» **PROVIDED TEXT**:
——————
The initial statement in the article read: “A story doesn’t have to be true in order to be inspirational. In fact, the greatest stories of all never even happened and, yet, have been the foundational myths of great nations and powerful religions.  Take the Passover-Pentecost-Promised Land legend for instance. There is not a serious bible scholar alive today, who believes that the Exodus ever happened or that Moses ever existed.”

Seemingly, the drumbeats of the liberal theologians of a by-gone era are still to be seen in the comments and writings of an ordained Catholic priest, who is clearly not in agreement even with some of his fellow priests. Dr. O’Laiore wishes to paint every Christian theologian with the same broad brush. When one is so careless as to make such a statement as the lead-in statement made by Dr. O’Laiore, the statements one makes following such a statement are all worthy of doubt. Of course, liberal theologians are still abundant, albeit the success of the conservative resurgence in the SBC, a movement I supported as a messenger to twenty of its past annual meetings.

There are numerous, serious Bible scholars who would tell us that both the Exodus narrative and the Pentecost narrative are true. I work with, and have worked with, a number of such scholars on our own faculty who hold terminal research degrees (Ph.D. or Th.D.) from the following universities: Cambridge, Edinburgh, St. Andrews, Aberdeen, Hebrew Union College, The University of South Africa, etc. The world-wide community of Bible scholars is divided on these issues, just as other communities of scholars are divided on issues relevant to their own fields of expertise. No such community of scholars is as monolithic as Dr. O’Laiore contends the community of Bible scholars is. Reading some of the presentations given at the Society for Biblical Literature, an organization of Bible scholars that convenes annually, would serve to make my previous statement abundantly clear.
——————
» **DATA SHOWN**:
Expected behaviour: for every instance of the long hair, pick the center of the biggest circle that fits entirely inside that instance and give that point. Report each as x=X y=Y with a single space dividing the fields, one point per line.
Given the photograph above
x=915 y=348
——————
» **ACTIONS TO TAKE**:
1/ Answer these questions about the Exodus rebuttal:
(a) According to the article's initial statement, which figure does no serious bible scholar believe ever existed?
(b) At how many past annual meetings of the SBC did the writer serve as a messenger?
(c) Which organization of Bible scholars convenes annually?
2/ Restate word for word the part of the Exodus rebuttal starting with "Seemingly, the drumbeats" and going on through "past annual meetings.".
The listing above comes from a separate source.

» **IN RESPONSE**:
1/
(a) Moses
(b) Twenty
(c) The Society for Biblical Literature

2/
Seemingly, the drumbeats of the liberal theologians of a by-gone era are still to be seen in the comments and writings of an ordained Catholic priest, who is clearly not in agreement even with some of his fellow priests. Dr. O’Laiore wishes to paint every Christian theologian with the same broad brush. When one is so careless as to make such a statement as the lead-in statement made by Dr. O’Laiore, the statements one makes following such a statement are all worthy of doubt. Of course, liberal theologians are still abundant, albeit the success of the conservative resurgence in the SBC, a movement I supported as a messenger to twenty of its past annual meetings.